_STATED EXERCISE_. Convert the material into a JSON list of strings with one string per line, beginning at the first line and stopping after the line that contains "x=182, y=148". Leave out blank lines and the pictures.

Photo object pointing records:
◆ ◆ ◆ ◆ ◆ ◆ ◆

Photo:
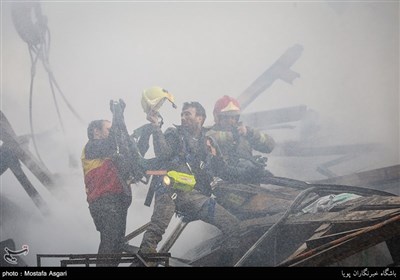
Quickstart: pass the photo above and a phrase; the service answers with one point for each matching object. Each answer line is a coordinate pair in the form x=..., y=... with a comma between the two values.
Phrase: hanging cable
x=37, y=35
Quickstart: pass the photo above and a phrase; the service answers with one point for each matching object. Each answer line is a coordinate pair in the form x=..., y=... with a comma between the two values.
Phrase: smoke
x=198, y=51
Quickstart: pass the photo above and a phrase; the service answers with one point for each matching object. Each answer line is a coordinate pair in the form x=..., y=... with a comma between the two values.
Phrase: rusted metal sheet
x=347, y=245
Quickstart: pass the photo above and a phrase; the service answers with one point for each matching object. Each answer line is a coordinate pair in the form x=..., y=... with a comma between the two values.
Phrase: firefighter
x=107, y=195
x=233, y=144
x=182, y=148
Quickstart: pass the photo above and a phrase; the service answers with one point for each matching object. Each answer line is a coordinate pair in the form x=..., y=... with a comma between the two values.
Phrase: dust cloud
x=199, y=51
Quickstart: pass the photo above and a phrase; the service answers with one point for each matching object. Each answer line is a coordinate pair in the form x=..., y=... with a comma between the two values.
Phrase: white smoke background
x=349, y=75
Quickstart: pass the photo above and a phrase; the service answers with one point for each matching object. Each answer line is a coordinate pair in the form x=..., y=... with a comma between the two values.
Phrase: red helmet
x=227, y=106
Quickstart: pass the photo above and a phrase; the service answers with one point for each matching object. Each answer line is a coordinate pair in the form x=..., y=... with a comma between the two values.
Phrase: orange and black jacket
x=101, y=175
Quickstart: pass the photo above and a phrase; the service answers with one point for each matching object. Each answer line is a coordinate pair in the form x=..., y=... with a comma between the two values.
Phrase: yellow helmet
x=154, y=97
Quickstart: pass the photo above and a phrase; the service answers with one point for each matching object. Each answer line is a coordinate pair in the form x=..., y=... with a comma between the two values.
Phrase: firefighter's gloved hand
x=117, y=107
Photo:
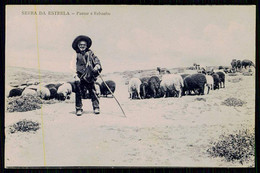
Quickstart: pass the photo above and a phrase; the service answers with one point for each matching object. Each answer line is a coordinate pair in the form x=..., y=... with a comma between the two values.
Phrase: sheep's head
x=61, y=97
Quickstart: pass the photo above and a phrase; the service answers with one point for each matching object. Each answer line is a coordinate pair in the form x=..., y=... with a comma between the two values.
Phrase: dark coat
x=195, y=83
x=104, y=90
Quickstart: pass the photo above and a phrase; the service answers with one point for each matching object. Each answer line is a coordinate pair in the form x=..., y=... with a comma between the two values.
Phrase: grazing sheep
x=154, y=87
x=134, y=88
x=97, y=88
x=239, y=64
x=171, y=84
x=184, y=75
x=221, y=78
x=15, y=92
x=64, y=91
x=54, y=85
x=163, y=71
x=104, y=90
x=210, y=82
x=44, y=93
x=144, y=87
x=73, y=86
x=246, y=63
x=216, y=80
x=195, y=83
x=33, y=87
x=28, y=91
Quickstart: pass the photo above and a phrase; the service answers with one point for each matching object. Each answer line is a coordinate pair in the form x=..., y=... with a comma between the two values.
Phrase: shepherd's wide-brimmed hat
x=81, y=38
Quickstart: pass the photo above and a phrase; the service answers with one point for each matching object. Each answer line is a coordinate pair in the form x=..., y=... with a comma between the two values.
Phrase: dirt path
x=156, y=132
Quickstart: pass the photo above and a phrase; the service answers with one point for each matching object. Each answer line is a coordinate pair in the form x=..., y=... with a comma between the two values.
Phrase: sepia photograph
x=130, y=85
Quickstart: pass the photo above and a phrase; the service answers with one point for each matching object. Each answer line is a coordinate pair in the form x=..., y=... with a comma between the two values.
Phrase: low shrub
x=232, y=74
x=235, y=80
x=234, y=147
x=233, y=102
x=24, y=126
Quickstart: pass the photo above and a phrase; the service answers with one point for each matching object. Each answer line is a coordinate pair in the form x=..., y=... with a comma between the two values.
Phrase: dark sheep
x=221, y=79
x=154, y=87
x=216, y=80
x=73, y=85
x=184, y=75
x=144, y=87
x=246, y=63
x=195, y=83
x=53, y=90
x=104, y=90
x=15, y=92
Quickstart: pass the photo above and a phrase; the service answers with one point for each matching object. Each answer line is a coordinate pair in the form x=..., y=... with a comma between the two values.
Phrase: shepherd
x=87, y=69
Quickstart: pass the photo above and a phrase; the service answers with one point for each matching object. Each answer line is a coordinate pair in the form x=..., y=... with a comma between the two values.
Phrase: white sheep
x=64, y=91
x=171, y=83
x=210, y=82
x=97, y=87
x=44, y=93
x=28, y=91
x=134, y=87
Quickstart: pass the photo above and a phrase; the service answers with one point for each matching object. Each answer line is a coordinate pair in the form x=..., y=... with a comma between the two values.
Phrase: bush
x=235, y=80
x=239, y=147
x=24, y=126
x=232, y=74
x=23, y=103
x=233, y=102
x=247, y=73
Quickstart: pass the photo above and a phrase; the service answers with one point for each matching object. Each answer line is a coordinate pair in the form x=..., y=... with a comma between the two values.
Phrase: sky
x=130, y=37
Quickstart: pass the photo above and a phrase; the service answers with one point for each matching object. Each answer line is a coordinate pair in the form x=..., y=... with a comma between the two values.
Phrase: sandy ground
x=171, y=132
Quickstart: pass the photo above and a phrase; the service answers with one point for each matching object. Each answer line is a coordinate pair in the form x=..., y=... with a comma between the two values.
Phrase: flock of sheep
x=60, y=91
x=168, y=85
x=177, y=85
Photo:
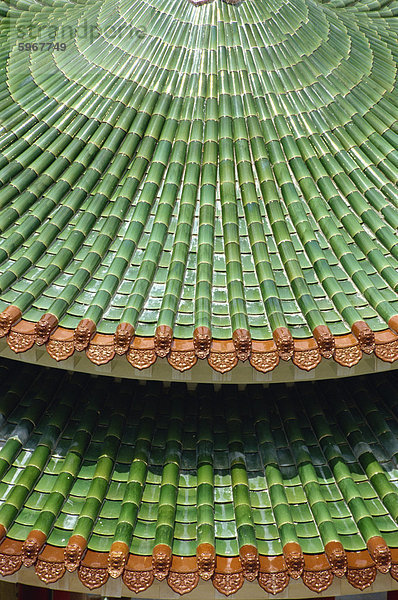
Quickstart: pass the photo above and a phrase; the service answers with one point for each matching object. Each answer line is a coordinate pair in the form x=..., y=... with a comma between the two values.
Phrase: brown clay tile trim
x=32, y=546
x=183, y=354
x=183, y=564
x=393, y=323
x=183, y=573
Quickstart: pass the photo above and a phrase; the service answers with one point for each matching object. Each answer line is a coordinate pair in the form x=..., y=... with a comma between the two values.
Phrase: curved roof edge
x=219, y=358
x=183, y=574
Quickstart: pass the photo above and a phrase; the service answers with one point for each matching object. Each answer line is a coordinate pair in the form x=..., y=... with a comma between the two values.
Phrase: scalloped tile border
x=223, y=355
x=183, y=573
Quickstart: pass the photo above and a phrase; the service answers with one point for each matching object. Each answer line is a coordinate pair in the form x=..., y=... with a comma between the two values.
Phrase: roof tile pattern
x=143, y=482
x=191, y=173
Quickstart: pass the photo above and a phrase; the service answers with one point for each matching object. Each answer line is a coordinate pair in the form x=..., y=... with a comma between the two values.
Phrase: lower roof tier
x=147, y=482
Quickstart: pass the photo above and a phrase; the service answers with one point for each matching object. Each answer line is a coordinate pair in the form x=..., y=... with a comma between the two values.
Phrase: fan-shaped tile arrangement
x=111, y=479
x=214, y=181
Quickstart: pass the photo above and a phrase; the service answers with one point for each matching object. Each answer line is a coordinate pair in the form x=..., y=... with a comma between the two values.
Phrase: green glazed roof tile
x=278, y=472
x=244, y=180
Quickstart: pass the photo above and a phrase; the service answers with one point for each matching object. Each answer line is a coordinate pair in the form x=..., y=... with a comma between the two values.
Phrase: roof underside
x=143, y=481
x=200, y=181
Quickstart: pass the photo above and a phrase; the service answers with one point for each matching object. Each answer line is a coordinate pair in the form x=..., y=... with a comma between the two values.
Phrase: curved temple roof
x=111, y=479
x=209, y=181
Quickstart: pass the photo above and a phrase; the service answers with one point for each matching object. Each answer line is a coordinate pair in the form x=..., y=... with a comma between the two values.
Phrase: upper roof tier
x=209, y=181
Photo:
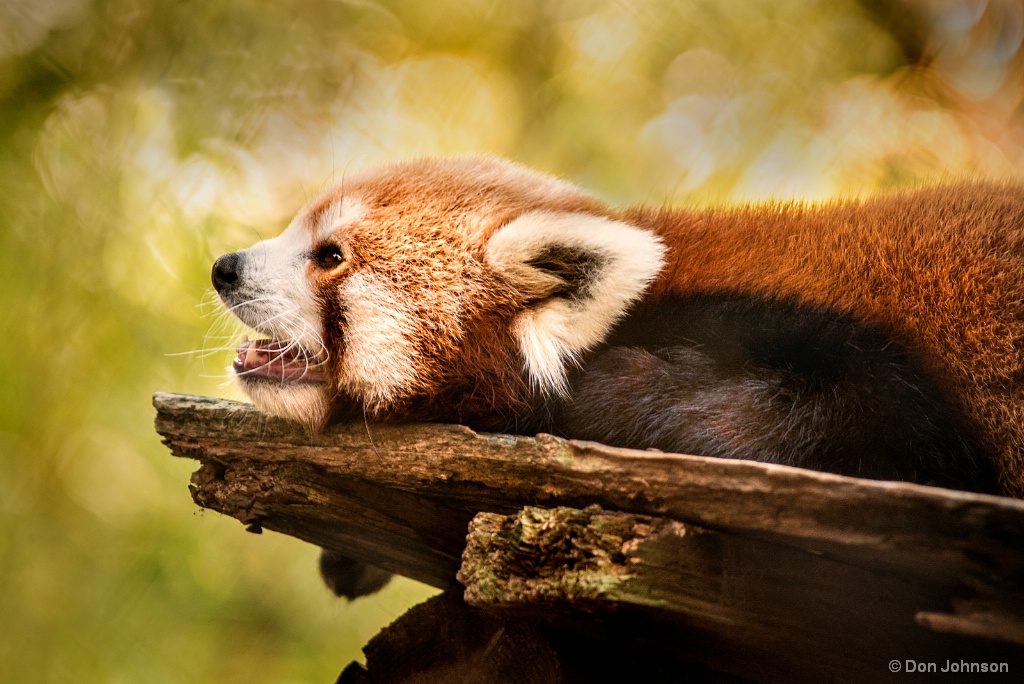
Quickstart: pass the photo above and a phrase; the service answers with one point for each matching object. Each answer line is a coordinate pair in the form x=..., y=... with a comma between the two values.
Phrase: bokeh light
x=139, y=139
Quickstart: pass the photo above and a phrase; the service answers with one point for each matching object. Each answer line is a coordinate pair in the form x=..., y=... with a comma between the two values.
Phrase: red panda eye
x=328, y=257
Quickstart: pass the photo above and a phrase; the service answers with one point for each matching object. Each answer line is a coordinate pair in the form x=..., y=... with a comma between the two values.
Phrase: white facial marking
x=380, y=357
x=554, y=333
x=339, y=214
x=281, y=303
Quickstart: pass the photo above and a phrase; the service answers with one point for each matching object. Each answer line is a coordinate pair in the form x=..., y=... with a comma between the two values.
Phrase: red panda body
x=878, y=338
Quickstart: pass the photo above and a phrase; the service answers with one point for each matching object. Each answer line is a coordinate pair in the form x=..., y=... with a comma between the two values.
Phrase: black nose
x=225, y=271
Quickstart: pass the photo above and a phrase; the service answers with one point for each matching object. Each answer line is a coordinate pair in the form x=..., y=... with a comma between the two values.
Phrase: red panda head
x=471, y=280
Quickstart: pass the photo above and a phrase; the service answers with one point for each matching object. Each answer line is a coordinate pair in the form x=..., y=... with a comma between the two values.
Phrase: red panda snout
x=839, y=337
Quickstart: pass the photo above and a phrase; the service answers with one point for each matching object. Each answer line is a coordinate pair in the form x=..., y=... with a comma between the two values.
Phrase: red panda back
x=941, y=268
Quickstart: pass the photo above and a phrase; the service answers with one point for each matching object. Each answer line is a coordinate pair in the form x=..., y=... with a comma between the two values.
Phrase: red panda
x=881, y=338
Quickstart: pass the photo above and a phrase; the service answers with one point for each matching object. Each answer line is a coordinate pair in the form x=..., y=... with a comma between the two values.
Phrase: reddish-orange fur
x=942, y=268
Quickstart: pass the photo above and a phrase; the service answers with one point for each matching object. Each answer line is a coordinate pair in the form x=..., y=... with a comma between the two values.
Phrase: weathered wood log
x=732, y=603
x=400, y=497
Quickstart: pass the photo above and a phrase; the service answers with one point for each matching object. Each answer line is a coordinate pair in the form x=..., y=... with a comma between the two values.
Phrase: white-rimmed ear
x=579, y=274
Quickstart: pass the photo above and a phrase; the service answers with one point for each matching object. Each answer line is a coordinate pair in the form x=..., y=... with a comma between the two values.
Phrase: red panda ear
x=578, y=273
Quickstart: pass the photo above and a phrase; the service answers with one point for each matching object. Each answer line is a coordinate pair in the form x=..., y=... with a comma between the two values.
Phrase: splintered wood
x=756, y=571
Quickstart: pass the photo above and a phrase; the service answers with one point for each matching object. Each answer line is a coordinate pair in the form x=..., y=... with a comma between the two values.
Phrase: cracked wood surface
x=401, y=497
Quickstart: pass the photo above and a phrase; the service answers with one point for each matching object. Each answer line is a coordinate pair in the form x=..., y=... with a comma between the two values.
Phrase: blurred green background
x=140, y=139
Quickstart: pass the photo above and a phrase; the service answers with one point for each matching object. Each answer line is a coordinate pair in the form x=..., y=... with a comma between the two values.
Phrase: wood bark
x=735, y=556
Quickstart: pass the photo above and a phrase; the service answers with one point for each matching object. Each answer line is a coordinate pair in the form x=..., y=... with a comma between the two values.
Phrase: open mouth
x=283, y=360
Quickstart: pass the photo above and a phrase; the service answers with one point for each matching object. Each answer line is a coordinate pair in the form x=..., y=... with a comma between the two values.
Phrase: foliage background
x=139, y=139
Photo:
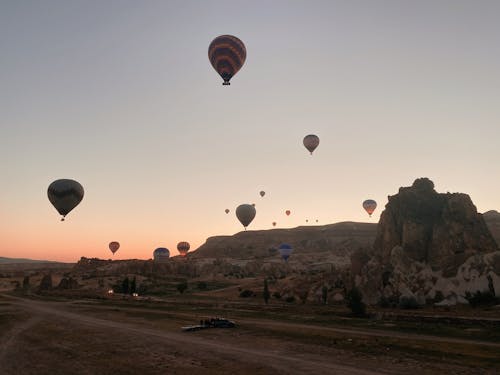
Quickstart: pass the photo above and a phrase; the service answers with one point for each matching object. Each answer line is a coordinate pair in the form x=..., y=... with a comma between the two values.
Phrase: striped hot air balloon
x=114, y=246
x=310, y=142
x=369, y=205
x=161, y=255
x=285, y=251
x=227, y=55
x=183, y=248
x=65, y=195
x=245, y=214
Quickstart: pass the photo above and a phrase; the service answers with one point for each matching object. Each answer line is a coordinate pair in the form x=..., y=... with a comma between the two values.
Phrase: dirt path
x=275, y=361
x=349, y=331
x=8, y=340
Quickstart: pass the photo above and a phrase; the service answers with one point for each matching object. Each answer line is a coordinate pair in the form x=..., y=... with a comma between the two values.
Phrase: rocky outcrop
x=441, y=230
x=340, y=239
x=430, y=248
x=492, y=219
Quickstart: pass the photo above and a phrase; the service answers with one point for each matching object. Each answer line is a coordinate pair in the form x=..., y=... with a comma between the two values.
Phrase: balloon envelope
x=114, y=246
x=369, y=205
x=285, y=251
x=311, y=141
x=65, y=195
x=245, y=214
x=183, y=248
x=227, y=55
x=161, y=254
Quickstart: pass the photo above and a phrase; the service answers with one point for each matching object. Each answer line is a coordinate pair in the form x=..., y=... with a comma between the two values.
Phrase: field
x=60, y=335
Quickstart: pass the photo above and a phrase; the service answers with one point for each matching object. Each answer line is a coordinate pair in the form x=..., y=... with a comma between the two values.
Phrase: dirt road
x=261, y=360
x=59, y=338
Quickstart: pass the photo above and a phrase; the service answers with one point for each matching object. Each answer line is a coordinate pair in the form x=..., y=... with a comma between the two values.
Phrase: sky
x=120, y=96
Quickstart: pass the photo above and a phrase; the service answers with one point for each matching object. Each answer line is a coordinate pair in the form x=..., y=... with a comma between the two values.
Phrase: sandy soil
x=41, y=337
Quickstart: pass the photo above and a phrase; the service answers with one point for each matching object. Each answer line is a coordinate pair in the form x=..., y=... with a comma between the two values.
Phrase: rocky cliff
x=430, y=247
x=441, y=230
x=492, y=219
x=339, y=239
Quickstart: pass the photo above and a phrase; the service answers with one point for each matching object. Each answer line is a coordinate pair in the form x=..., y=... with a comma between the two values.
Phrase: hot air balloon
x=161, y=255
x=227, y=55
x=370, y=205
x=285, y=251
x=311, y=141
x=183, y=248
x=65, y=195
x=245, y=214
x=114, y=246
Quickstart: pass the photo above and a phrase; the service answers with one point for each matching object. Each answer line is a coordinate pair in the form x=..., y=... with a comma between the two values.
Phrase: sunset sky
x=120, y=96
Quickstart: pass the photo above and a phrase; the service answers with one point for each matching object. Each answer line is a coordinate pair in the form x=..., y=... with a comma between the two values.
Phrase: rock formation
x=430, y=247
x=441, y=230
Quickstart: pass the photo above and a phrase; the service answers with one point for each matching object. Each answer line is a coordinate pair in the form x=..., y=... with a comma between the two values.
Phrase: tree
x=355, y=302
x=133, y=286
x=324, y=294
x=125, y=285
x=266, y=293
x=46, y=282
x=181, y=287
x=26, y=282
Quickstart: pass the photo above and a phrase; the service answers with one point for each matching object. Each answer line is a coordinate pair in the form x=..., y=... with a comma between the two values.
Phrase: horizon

◆ ◆ ◆ ◆ ◆ ◆ ◆

_RESPONSE TO THIS EXERCISE_.
[
  "Photo:",
  "Quickstart: pass the photo above and a phrase; the service answers with one point for each matching object. Each answer line is a coordinate pair in the form x=..., y=... with a comma between the two values.",
  "Phrase: hanging cable",
  "x=37, y=35",
  "Quickstart: pass the photo above and a phrase; the service answers with one point for each matching object. Each answer line is a coordinate pair in the form x=..., y=... with a comma between the two values.",
  "Phrase: smoke",
  "x=198, y=51",
  "Quickstart: pass the photo above and a phrase; the service answers with one point for each matching object. Each answer line is a coordinate pair in the form x=..., y=... with a comma between the two values.",
  "Phrase: rusted metal sheet",
  "x=347, y=245",
  "Quickstart: pass the photo above and a phrase; the service answers with one point for each matching object. Each answer line is a coordinate pair in the form x=..., y=... with a comma between the two values.",
  "Phrase: firefighter",
  "x=107, y=195",
  "x=233, y=144",
  "x=182, y=148"
]